## Questions
**1)** Answer these from the text about Celia Sanchez:
(a) In what year did she die?
(b) From what country did Castro land in Cuba in December 1956?
(c) What was the region of Cuba where she grew up called?
**2)** Continue the text about Celia Sanchez from the point where it stops.

## Document segment

--------------------------------------------------

<i>Celia Sanchez: Was she Fidel Castro's lover?</i>
Few doubt that the female revolutionary Celia Sanchez played a key part in the life of Cuban leader Fidel Castro, but just how intimate the two of them really were is a debate still going on, 30 years after her death.
Celia Sanchez was at the heart of the Cuban revolution for over two decades and after meeting Fidel Castro in 1957, she became his indispensable aide.
There has been speculation they were lovers. But neither Sanchez when she was alive, nor Castro, ever addressed the rumours. Outside Cuba, little has been written about the role Celia Sanchez played until her death in 1980.
The two first met in 1957, but Sanchez had already played a crucial part in Castro's life.
After Castro made a disastrous landing in Cuba from Mexico in December 1956, it was her clandestine network of peasant families that was critical to the rebels' survival.
Celia Sanchez Manduley was born in 1920. She grew up in the tropical east of Cuba, known as Oriente.

--------------------------------------------------

Stored items
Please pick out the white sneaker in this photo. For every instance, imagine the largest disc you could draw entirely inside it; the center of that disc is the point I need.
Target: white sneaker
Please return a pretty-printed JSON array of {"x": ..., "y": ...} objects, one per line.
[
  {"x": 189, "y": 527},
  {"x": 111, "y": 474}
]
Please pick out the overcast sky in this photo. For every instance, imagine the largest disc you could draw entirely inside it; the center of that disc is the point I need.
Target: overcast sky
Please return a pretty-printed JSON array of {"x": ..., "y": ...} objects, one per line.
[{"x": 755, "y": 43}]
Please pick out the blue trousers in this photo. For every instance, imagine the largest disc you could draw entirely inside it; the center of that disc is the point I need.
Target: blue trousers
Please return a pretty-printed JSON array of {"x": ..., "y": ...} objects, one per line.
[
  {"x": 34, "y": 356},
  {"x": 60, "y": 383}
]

--------------------------------------------------

## Per-task answers
**1)**
(a) 1980
(b) Mexico
(c) Oriente

**2)**
When Fulgencio Batista took power in Cuba for the second time following a coup in 1952, Sanchez - like millions of Cubans -was outraged.
In July 1953, Castro made his first attempt to topple Batista, and attacked the Moncada barracks in Santiago. Sanchez joined Castro's July 26th Movement.
By 1957, in Batista's Cuba, Sanchez was the country's most-wanted woman. When it became too dangerous for her to remain on the plains, she joined Castro up in the Sierra Maestra.
When Castro came to power in 1959, Sanchez remained his most valuable aide, and worked alongside him until her death.
Since she died of lung cancer in 1980, Sanchez has become an icon in Cuba. She is seen as someone who, above all, was devoted to the ideals of the revolution and to Castro. She never had a husband and there is no evidence she had any romance after the 1950s.
But in Miami, 92-year-old Huber Matos - one of Castro's comandantes in the guerrilla movement - tells a different story: "I went to Costa Rica to look for arms to take to the Sierra Maestra.
"When I returned in 1958, there was Celia Sanchez beside Fidel Castro and I realised their relationship wasn't just political, but intimate too."
But today in Cuba, Huber Matos is viewed by many as a man not to be trusted. He is a disgraced former comandante, who served 20 years in jail for treason and sedition.